The tragic death yesterday of 21 year old Georgian athlete Nodar Kumaritashvili has raised a number of questions about the sport of luge. After an investigation by Olympic Organizing committee and the sport's international governing body FIL it was determined that human error was the cause of the deadly training run crash that claimed Kumaritashvili - who had completed 26 runs on the Whistler track. “It appears after a routine run, the athlete came late out of curve 15 and did not compensate properly to make correct entrance into curve 16,” the statement said. “This resulted in a late entrance into curve 16 and although the athlete worked to correct the problem he eventually lost control of the sled resulting in the tragic accident. The technical officials of the FIL were able to retrace the path of the athlete and concluded there was no indication that the accident was caused by deficiencies in the track.”
Track crews did however make modifications to the course including constructing of a higher plywood wall at curve 16 where Kumaritashvili flew off the track. They also made modifications to the ice profile. “This was done as a preventative measure, in order to avoid that such an extremely exceptional accident could occur again” said the joint statement from FIL and the Olympic organizing committee. Today it was also decided that course should be slowed down, the Men's competition will now use the Women's start line.
In an article appearing in the UK's Mirror a number of sliders sounded off on the safety concerns in their sport:
British skeleton team performance director Andi Schmid said the risk of accidents had risen because of a lack practice time. He added: "We need to be careful that these sports don't become killer sports." Before Kumaritashvili's crash, British skeleton slider Amy Williams had also raised concerns. She said: "I just hope Whistler is safe and that there aren't too many crashes and serious injuries." And Australia's Hannah Campbell-Pegg added: "I think they are pushing it a little too much. "To what extent are we little lemmings that they just throw down a track and we're crash-test dummies? I mean, this is our lives."
The Globe & Mail's Jeff Blair wrote an article on the Whistler Sliding Centre that first appeared on February 6th titled "Why this track means fear". That article now appears to have potentially foreshadowed yesterday's terrible tragedy:
Early in the planning for the 2014 Sochi Games, the Russian hosts were told flatly by the sport's governing bodies: those speeds at the Whistler Sliding Centre? Don't even dream of trying to match them.
==========
Exercise set:
**1)** Can you return the passage of the luge crash article starting at "Track crews did" and ending at "Women's start line."?
**2)** Which people does the luge crash article name?
**3)** How would the luge crash article go on after its final sentence?
The records have nothing to do with the work on this article.

Supplied information:
==========
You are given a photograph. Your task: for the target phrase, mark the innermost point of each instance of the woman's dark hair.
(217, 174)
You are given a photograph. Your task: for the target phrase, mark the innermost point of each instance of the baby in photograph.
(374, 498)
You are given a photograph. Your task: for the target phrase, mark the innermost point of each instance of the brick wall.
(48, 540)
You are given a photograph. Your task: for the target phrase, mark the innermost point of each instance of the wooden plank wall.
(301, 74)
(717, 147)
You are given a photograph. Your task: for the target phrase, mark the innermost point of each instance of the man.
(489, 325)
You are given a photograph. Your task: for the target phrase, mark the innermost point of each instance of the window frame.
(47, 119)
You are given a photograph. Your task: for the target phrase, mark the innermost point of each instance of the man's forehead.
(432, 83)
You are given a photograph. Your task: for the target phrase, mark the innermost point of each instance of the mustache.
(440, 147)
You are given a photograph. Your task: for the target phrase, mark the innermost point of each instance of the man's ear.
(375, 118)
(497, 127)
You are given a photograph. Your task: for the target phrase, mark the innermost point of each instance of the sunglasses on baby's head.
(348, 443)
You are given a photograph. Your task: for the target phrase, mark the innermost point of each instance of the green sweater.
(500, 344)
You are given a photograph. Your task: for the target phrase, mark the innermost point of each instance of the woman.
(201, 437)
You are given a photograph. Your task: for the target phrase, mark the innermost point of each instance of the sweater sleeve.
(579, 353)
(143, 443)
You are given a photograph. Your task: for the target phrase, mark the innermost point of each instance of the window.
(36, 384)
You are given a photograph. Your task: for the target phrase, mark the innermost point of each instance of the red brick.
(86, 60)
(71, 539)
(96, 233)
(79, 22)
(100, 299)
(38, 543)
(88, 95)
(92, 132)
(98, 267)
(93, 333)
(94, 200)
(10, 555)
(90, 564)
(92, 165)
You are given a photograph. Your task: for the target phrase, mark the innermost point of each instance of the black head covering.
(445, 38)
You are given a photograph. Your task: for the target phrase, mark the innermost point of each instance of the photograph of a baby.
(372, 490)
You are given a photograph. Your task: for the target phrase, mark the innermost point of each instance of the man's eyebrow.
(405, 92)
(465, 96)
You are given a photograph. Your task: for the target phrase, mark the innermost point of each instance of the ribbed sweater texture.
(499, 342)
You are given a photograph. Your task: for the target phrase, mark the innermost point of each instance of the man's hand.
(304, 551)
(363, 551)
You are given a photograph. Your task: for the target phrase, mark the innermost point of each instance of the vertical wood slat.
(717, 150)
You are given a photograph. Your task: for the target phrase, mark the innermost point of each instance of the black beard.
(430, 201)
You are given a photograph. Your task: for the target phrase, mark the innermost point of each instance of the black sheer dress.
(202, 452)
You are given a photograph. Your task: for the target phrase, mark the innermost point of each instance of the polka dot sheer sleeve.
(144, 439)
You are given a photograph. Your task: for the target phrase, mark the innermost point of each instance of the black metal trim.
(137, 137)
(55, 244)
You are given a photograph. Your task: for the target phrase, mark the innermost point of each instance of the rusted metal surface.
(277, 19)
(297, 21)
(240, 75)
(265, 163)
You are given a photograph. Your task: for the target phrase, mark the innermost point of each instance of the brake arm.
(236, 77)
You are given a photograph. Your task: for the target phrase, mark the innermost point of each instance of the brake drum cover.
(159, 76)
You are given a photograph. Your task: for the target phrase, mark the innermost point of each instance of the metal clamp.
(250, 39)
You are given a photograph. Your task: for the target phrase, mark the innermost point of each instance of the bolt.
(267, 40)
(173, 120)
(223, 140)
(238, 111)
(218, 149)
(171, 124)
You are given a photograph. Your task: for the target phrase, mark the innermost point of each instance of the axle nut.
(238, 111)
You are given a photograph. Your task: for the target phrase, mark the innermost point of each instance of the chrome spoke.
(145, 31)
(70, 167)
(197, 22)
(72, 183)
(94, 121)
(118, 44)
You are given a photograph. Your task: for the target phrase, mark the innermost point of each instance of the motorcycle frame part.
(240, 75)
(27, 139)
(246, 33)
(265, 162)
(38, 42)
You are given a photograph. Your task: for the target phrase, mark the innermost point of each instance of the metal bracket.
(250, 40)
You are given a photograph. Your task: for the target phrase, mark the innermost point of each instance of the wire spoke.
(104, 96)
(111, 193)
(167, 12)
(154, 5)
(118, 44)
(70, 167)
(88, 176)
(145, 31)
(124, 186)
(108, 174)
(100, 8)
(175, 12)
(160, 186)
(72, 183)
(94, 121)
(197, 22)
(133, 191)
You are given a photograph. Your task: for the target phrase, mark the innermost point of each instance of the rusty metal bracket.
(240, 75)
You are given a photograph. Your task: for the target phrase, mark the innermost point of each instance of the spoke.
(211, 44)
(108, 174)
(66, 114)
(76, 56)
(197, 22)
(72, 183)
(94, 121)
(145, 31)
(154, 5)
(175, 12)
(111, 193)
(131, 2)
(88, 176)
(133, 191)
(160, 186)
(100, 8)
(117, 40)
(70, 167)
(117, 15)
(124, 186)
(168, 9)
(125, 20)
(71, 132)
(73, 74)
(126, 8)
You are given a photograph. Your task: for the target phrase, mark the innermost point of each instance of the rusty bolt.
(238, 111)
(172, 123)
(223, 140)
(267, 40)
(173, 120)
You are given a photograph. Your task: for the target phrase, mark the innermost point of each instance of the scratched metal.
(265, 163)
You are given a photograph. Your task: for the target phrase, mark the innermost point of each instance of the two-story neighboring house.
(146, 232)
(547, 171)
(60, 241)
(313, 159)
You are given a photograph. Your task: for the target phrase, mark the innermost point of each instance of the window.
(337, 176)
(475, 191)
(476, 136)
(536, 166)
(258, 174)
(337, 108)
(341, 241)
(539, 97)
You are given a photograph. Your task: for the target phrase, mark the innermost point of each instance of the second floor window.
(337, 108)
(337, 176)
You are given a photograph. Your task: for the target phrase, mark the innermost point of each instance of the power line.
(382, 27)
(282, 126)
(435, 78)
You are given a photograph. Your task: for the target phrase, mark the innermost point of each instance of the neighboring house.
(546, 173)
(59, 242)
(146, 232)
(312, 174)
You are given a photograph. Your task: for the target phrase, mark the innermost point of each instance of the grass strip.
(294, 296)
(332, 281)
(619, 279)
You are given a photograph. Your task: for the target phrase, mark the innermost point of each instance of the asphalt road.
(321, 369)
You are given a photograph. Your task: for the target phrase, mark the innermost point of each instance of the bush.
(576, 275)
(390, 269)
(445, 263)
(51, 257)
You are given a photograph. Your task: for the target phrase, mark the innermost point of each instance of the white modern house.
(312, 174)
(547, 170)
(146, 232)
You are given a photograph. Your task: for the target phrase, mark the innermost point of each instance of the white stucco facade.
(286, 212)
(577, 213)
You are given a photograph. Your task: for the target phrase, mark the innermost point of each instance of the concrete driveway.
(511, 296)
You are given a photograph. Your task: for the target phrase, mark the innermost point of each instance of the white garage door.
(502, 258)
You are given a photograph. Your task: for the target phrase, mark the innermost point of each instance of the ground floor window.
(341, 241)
==========
Expected outputs:
**1)**
Track crews did however make modifications to the course including constructing of a higher plywood wall at curve 16 where Kumaritashvili flew off the track. They also made modifications to the ice profile. “This was done as a preventative measure, in order to avoid that such an extremely exceptional accident could occur again” said the joint statement from FIL and the Olympic organizing committee. Today it was also decided that course should be slowed down, the Men's competition will now use the Women's start line.

**2)** Nodar Kumaritashvili, Andi Schmid, Amy Williams, Hannah Campbell-Pegg, Jeff Blair

**3)**
Think about that: how many sports have essentially stood up and said: Enough!
The sport has screamed Uncle, Onkel and Dyadya.
"In 30 years, who knows?" said Canadian luger Jeff Christie, a Vancouver native who represents the athletes. "But I know that the FIL [the governing body] has told tracks that in the future, 135ish [kilometres an hour] is about it."
But that won't be 'it' in Whistler.
The two fastest speeds in World Cup luge and bobsleigh history were recorded here last season. German luger Felix Loch hit 153.937 km/h. Janis Minins of Latvia became the first four-man bobsleigh driver to reach 153 km/h - more than five km/h better than the fastest time posted on the World Cup this year, on the natural ice surface at St. Moritz, a track with fewer perils than Whistler's.
Whistler's reputation was established in November, 2008 when Loch damaged shoulder tendons in a crash and was one of three lugers hospitalized, and Canadian bob driver Pierre Lueders crashed in Corner 7, which was instantly named Lueders' Loop.
Holcomb has since claimed that the course was designed backward, with tighter turns near the bottom where sleds max-out the speed. And American luger Tony Benshoof told NBC: "When I first got on this track, I thought that somebody was going to kill themselves."
American Tony Benshoof was the first to test the modified track, from the lower Women's starting position, when the training runs resumed this morning and he successfully navigated the course without incident - although at an apparently visibly slower pace according to this article in the NY Times.